**Task instructions**
Return the data below as a JSON list of strings, with one string per line and blank lines left out.

Bounding-box records:
▼

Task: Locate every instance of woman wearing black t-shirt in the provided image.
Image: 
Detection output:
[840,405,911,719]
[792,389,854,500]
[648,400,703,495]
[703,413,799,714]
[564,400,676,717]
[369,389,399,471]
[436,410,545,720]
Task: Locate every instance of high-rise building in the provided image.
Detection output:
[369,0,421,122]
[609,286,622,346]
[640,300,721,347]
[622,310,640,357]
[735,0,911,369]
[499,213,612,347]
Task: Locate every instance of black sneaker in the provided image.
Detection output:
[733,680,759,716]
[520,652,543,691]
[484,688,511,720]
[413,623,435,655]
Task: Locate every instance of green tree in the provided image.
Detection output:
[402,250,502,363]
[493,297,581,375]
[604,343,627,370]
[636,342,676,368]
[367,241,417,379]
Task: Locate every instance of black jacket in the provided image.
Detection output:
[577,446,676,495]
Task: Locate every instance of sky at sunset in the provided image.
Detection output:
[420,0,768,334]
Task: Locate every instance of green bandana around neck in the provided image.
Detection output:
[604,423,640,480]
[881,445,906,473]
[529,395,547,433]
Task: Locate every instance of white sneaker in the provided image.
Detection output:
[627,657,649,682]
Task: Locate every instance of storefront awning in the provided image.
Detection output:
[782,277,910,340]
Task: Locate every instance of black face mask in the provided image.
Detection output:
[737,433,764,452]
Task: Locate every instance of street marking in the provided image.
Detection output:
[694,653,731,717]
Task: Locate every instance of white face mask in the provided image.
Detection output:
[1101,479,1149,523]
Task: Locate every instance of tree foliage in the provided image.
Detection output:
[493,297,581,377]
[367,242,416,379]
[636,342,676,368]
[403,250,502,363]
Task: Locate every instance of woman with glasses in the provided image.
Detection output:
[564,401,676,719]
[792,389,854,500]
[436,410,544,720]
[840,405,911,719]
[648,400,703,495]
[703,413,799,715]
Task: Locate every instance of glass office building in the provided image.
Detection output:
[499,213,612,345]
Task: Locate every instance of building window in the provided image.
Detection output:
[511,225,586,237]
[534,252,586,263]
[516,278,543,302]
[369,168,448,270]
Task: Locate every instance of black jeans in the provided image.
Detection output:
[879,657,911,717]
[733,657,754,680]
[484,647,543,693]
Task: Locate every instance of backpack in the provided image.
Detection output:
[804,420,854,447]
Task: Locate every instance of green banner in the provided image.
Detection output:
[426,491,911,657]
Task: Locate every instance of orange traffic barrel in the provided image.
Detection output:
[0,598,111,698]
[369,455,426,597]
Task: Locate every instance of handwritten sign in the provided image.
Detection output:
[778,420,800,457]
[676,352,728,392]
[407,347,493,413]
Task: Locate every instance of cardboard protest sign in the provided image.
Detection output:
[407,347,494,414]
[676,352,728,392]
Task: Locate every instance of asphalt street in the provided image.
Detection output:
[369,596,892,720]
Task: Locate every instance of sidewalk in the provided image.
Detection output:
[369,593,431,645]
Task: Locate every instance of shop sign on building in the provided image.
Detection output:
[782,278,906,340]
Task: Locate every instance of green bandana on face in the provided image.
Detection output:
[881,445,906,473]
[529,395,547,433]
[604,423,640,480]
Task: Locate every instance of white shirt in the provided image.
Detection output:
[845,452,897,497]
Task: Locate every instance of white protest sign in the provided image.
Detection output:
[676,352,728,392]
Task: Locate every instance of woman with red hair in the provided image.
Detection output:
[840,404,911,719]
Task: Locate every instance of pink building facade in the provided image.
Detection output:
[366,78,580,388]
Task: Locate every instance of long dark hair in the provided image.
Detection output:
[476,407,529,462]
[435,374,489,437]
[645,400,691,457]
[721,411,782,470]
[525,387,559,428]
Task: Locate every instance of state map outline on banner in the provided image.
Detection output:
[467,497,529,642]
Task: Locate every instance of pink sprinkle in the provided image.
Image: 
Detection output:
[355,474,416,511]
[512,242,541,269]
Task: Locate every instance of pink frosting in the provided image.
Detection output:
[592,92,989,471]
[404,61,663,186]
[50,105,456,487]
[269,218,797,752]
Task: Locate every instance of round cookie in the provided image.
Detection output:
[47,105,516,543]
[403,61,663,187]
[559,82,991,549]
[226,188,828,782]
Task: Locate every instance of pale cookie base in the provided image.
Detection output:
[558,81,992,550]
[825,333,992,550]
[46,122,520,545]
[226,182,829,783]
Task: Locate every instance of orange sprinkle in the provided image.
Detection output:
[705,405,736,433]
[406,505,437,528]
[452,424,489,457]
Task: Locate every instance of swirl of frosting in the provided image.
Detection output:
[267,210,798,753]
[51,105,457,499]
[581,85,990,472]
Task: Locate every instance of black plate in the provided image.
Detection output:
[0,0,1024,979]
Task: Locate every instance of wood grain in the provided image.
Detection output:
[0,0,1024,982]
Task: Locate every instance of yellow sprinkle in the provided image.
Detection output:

▲

**Reply to the task**
[
  "Task: Locate every instance of woman wearing black t-shirt in the provided image.",
  "Image: ",
  "Detection output:",
  "[840,405,911,719]",
  "[792,389,854,500]",
  "[648,400,703,495]",
  "[703,413,799,714]",
  "[564,400,676,717]",
  "[369,389,399,471]",
  "[436,410,545,720]",
  "Task: Locate every instance of high-rise building in the provided image.",
  "Detection output:",
  "[369,0,421,122]",
  "[609,286,622,346]",
  "[640,300,721,347]",
  "[622,310,640,357]",
  "[735,0,911,369]",
  "[499,213,612,347]",
  "Task: Locate every instance of black sneaker in the provided image.",
  "Detection output:",
  "[733,680,759,716]",
  "[520,652,543,691]",
  "[484,688,511,720]",
  "[413,623,435,655]",
  "Task: Locate every instance of green tree in the provided image.",
  "Detection output:",
  "[402,250,502,363]",
  "[493,297,581,375]",
  "[604,343,627,370]",
  "[636,342,676,368]",
  "[367,241,417,379]",
  "Task: Locate every instance of black jacket in the provided image.",
  "Detection output:",
  "[577,446,676,495]",
  "Task: Locate every instance of sky at sunset in the provided image.",
  "Detection output:",
  "[420,0,768,334]",
  "Task: Locate every instance of green bandana around neck in the provided image.",
  "Detection output:",
  "[604,423,640,480]",
  "[881,445,906,473]",
  "[529,395,547,433]",
  "Task: Locate every instance of white sneaker in the provided image.",
  "Detection output:",
  "[627,657,649,682]",
  "Task: Locate every instance of storefront awning in the provided image.",
  "Detection output:",
  "[782,277,910,340]",
  "Task: Locate every instance of black face mask in the provided image.",
  "Detection output:",
  "[737,433,764,452]",
  "Task: Locate every instance of street marking in the provided image.",
  "Detection output:",
  "[694,653,731,717]",
  "Task: Locate every instance of white face mask in the provided image.",
  "Detection output:",
  "[1101,479,1149,523]",
  "Task: Locate every instance of tree foliage in the provided image.",
  "Detection output:",
  "[493,297,581,377]",
  "[367,242,416,379]",
  "[636,342,676,368]",
  "[403,250,502,363]",
  "Task: Locate every instance of woman with glasses in the provided image.",
  "Detection output:",
  "[564,401,676,719]",
  "[792,389,854,500]",
  "[436,410,544,720]",
  "[840,405,911,719]",
  "[648,400,703,495]",
  "[703,413,799,715]",
  "Task: Locate every instance of glass office building in the provided image.",
  "Detection output:",
  "[499,213,612,345]",
  "Task: Locate every instance of building window in the provided image.",
  "Detection output:",
  "[511,225,586,237]",
  "[534,252,586,263]",
  "[516,278,543,302]",
  "[369,168,448,270]",
  "Task: Locate every instance of black jeans in the provided image.",
  "Detection output:",
  "[879,657,911,717]",
  "[733,657,754,680]",
  "[484,647,543,693]",
  "Task: Locate every instance of backpack in the provided image.",
  "Detection output:",
  "[804,420,854,447]",
  "Task: Locate every instance of green banner in the provided image.",
  "Detection output:",
  "[426,491,911,657]",
  "Task: Locate every instance of orange traffic barrel in the provided image.",
  "Detection output:",
  "[0,598,111,698]",
  "[369,455,426,597]",
  "Task: Locate every instance of handwritten sign in the provided image.",
  "Detection output:",
  "[778,420,800,457]",
  "[676,352,728,392]",
  "[407,347,493,413]",
  "Task: Locate every instance of cardboard protest sign in the provided image.",
  "Detection output:",
  "[407,347,494,414]",
  "[676,352,728,392]",
  "Task: Locate every instance of asphalt street in the provided image.",
  "Detection output:",
  "[369,596,892,720]",
  "Task: Locate every instance of sidewalk in the provided image.",
  "Detection output:",
  "[369,593,431,645]",
  "Task: Locate every instance of shop sign on building in the provided image.",
  "Detection output:",
  "[782,278,906,340]",
  "Task: Locate every instance of green bandana on face in the provided image.",
  "Detection output:",
  "[881,445,906,473]",
  "[529,395,547,433]",
  "[604,423,640,480]",
  "Task: Locate every instance of white shirt in the provided image.",
  "Detection output:",
  "[845,452,897,497]",
  "Task: Locate every instance of white protest sign in the provided image.",
  "Detection output:",
  "[676,352,728,392]",
  "Task: Locate every instance of woman with red hair in the provided image.",
  "Detection output:",
  "[840,404,911,719]",
  "Task: Locate every instance of pink building facade in the provided image.",
  "Detection output:",
  "[366,78,580,388]",
  "Task: Locate every instance of long dark hair in the provided image.",
  "Detection output:",
  "[476,407,529,462]",
  "[435,374,489,437]",
  "[645,400,691,457]",
  "[721,411,782,470]",
  "[525,387,559,428]",
  "Task: Locate every instance of state map outline on banner in the provided image.",
  "Detection output:",
  "[467,497,529,642]",
  "Task: Locate every instance of pink sprinkle in the provided image.",
  "Image: ",
  "Detection output:",
  "[355,474,416,511]",
  "[512,242,541,269]",
  "Task: Locate every instance of pink frosting in the provided image.",
  "Detection output:",
  "[592,92,989,471]",
  "[404,61,663,186]",
  "[50,105,456,487]",
  "[269,218,797,752]",
  "Task: Locate every instance of round cookie in the provided image.",
  "Detection output:",
  "[47,105,516,543]",
  "[403,61,663,187]",
  "[559,82,991,549]",
  "[226,188,828,782]",
  "Task: Locate every instance of pale cookie base in the provided image.",
  "Detection output:",
  "[558,81,992,550]",
  "[825,333,992,550]",
  "[46,122,520,545]",
  "[226,182,829,783]",
  "Task: Locate every instance of orange sprinkle in the provided image.",
  "Detection output:",
  "[705,405,736,433]",
  "[406,505,437,528]",
  "[452,424,489,457]",
  "Task: Locate every instance of swirl of frosting in the provided image.",
  "Detection output:",
  "[267,210,798,753]",
  "[51,105,457,499]",
  "[581,85,990,472]",
  "Task: Locate every instance of black plate in the provided image.",
  "Detection output:",
  "[0,0,1024,979]",
  "Task: Locate every instance of wood grain in the provided image.",
  "Detection output:",
  "[0,0,1024,982]",
  "Task: Locate every instance of yellow sprinkle in the provided image.",
  "Detection output:"
]